= Opdrachten =
**1)** Volgens de tekst over de duinkaart tussen Scheveningen en Wassenaar: op welke datum vergaderden de Staten van Holland toen zij de opdracht tot overleg over de duinverstuiving gaven?
**2)** Schrijf de tekst over de duinkaart tussen Scheveningen en Wassenaar verder, te beginnen na de laatste zin.

= Documenttekst =

|
|
|
Pieter Florisz.
van der Sallem |
Kaart van duingebied tussen Scheveningen
en Wassenaar van Pieter Florisz. van der Sallem, 1661, in verband met van de verwijdering
van konijnen uit de duinen tussen Scheveningen en Wassenaar. De jacht op konijnen
was het recht van Duinmeiers. |
|
De tussen 1000 en 1200 gevormde hogere
jonge duinen waren ongeschikt voor landbouw en vanaf de 14de eeuw werden hier konijnen
voor de jacht uitgezet (voor de huiden).
In de loop van de 17e eeuw bereikten de Staten van Holland veel klachten over landerijen
die door zand uit de Grafelijkheidsduinen werden ondergestoven en waar konijnen grote
schade aan de gewassen toebrachten. In hun vergadering van 29 april 1660 gaven zij
de Raden en Meesters van de Rekening van de Domeinen opdracht om met de dijkgraven
en hoogheemraden van Delfland en Rijnland en de Gecommiteerde Raden van het gewest
te overleggen met welke middelen de verstuiving van de duinen tot staan kon worden
gebracht en hoe de duinen konden worden teruggewonnen. De voornaamste oorzaken van
de problemen zochten de aanwezigen in de weersgesteldheid en in de konijnenstand.

= Geëxtraheerde gegevens =
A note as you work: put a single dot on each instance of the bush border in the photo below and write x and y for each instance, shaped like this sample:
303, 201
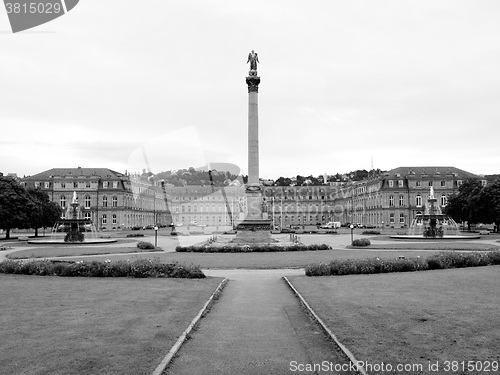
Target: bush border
249, 248
442, 260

= Verwachte antwoorden =
**1)** 29 april 1660

**2)**
In de voorgaande jaren was door de strenge vorst veel helm kapotgevroren. Tengevolge
van de droogte in het voorjaar en de harde wind had de aanplant van helm niet goed
wortel geschoten. Bovendien konden de konijnen veel aanplant weggevreten. Door genoemde
omstandigheden was de begroeiing ook schaars in de warandas, de woongebieden van
de konijnen. Door voedselgebrek gedwongen trokken de konijnen naar de naastgelegen
landerijen. Deze trek was mogelijk omdat sloten en omheiningen met zand waren ondergestoven,
De duinmeiers bevorderden d verspreiding van de konijnen door het dichtgooien van
sloten of het doorsteken van heiningen. Als pachters van de Grafelijkheidsduinen
hadden zij immers financieel belang bij het voortbestaan van het konijn als leverancier
van bont en vlees.
Tijdens de bijeenkomst van vertegenwoordigers van het gewest en de hoogheemraadschappen
deden de laatstgenoemde de volgende aanbevelingen. Ten eerste het plaatsen van rietschuttingen
en het planten van helm als eeuwenoude en beproefde methoden om zandverstuiving tegen
te gaan. Ten tweede zouden de duinen gedurende enkele jaren geheel vrij van konijnen
gemaakt moeten worden. Hiertoe diende een bevel van de Staten van Holland uit te
gaan. Tenslotte konden er weer konijnen worden uitgezet als de duinen wederom een
vast en begroeid gebied zouden zijn geworden.
Voor de Staten ging dit voorstel te ver. De gewestelijke afgevaardigden in de Staten
voorzagen schadeclaims van de duinmeiers en particulier eigenaren van de warandas.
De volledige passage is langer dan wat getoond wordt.